= What is needed =
Continue the article about Iris Bahr and her one-woman show See You Tomorrow, starting after its last sentence.

= Study text =
====================

Iris Bahr wants to give people “a license to laugh.”
That’s one of the things the acclaimed Israeli-American comedian hopes to achieve in See You Tomorrow, her newest one-woman show, opening next week in a world premiere at Theater J.
But laughter does not come easily today, when audiences — in DC and around the world — are still reeling from the horror of October 7. That’s when 1,400 Israelis, most of them citizens, were massacred, and 250 people, infants and elders among them, were taken hostage.
However, Bahr, who now lives in Tel Aviv, hopes that her tale — ”a universal story of love, loss and grief” — will strengthen the belief, on the part of American Jews, in the importance of having a Jewish homeland in Israel.
“My most fervent wish,” she said, “is that Theater J’s audiences, seeing this play, will be able to forge a new level of connection to Israeli society and to the importance of its existence.”
See You Tomorrow, Bahr’s fifth stage production, is a tragic story laced with humor. And while it is similar to some of her previous work — in that she portrays all the characters, moving deftly from pompous to puerile, silly to sad — this one is different.
“It’s frankly autobiographical,” she told me as we chatted over a video connection. She had just arrived from her home in Israel and was staying at a friend’s apartment in New York. From the window, opposite the UN, she could see the protests, raging against the Middle East war, below.
The play is based on the true story of what happened two years ago, when Bahr and her mother were on a daily video call, she in Hollywood, her mother in Tel Aviv.
“Suddenly, while we were chatting, my mother had a stroke,” Bahr said, her face onscreen registering the shock of the moment. “It was horrible. I flew to Israel immediately, and then settled in Tel Aviv to look after her.”

====================

= Data under study =
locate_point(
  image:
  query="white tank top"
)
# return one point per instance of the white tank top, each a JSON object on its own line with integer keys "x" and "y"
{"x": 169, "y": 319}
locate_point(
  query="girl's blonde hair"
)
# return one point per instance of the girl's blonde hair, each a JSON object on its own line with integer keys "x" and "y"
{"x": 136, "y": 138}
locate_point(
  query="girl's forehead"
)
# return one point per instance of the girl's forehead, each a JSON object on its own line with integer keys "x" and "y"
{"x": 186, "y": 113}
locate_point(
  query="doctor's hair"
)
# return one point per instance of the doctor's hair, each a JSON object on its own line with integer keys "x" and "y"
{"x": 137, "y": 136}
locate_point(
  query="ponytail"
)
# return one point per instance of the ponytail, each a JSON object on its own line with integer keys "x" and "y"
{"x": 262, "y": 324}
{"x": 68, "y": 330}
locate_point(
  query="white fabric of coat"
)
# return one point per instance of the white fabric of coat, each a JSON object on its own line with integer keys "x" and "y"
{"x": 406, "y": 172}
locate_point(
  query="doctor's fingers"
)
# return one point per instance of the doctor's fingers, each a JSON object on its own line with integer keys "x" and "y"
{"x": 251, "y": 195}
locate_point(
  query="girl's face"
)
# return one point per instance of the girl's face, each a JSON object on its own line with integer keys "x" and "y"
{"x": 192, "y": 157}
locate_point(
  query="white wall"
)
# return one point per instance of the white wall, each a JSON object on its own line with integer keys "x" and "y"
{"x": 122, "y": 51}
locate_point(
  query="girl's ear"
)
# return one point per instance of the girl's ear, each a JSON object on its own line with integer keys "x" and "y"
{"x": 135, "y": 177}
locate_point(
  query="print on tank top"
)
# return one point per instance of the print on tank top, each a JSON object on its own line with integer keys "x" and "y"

====================

= Result for this task =
The stroke, as often happens, resulted in dementia. “My mom is now in a memory-care facility in Tel Aviv,” she said. The two talk twice a day on the phone and visit often. “I spend more time caregiving than performing,” she added.
Despite the sad subject matter, there’s a lot of humor in the show. That, according to Bahr, is because humor is how she copes with all the major challenges in life.
It’s also, she told me, because she believes that art should be entertaining.
“See You Tomorrow is a lot more than a monologue. It’s a long-form story. There are about a dozen separate roles — my mom, her best friend, the best friend’s husband, various doctors and social workers, other patients — and I play them all.
“Many of the roles are comic,” she added. “There’s the head doctor in stroke rehab who has a comb-over that transcends the laws of physics. And there’s the guy I went on a date with who wouldn’t stop talking about his psoriasis.”
The play also provides a window into an aspect of Israeli society — and in particular its healthcare system — that she got to know on an intimate basis.
“I was struck by the extent to which the staff at the rehab hospital worked together in a way that transcended politics and socioeconomic boundaries,” she said. “For example, all the nurses in the ward were Palestinian men — Arab Israeli citizens — who worked in perfect harmony with the Russian, Eritrean, and Israeli staff.”
In workshop productions — held in New York, LA, and Tel Aviv — the play clearly resonated with audiences. “It’s a universal story,” Bahr said, pointing out that it’s tough and sad, but funny. The laughter is meant to be cathartic.
Interestingly, the script, like a lot of the stand-up on which it’s modeled, is not set in stone. It changes, depending on the audience. “It’s also very short — less than 50 minutes — which leaves more time for after-show discussions.”
Bahr, who was born in the U.S., spent her childhood in a leafy part of the Bronx, just north of Manhattan. With her mother, she emigrated to Israel at the age of 13. After serving in the Israeli army, she returned to the U.S., where she graduated from Brown University (magna cum laude, no less, with a major in neuroscience) and began her career as an actor.
“I did brain research on the side,” she quipped, citing the influence of another neuroscientist, Mayim Bialik, who parlayed her science degree into a TV career in which comedy, acting, and writing were merged into the unlikely role of game show host.
Fast forward some 20-odd years. Today, Bahr is the author and/or star of five plays, three books, hundreds of television episodes (she’s a recurring character on Curb Your Enthusiasm), and dozens of full-length films, podcasts, and yes, even voiceovers on video games.
One of her previous plays, Dai (which means “enough” in Hebrew), won the Lucille Lortel Award in 2008. It opened at Theater J in 2009 and is now widely available in paperback.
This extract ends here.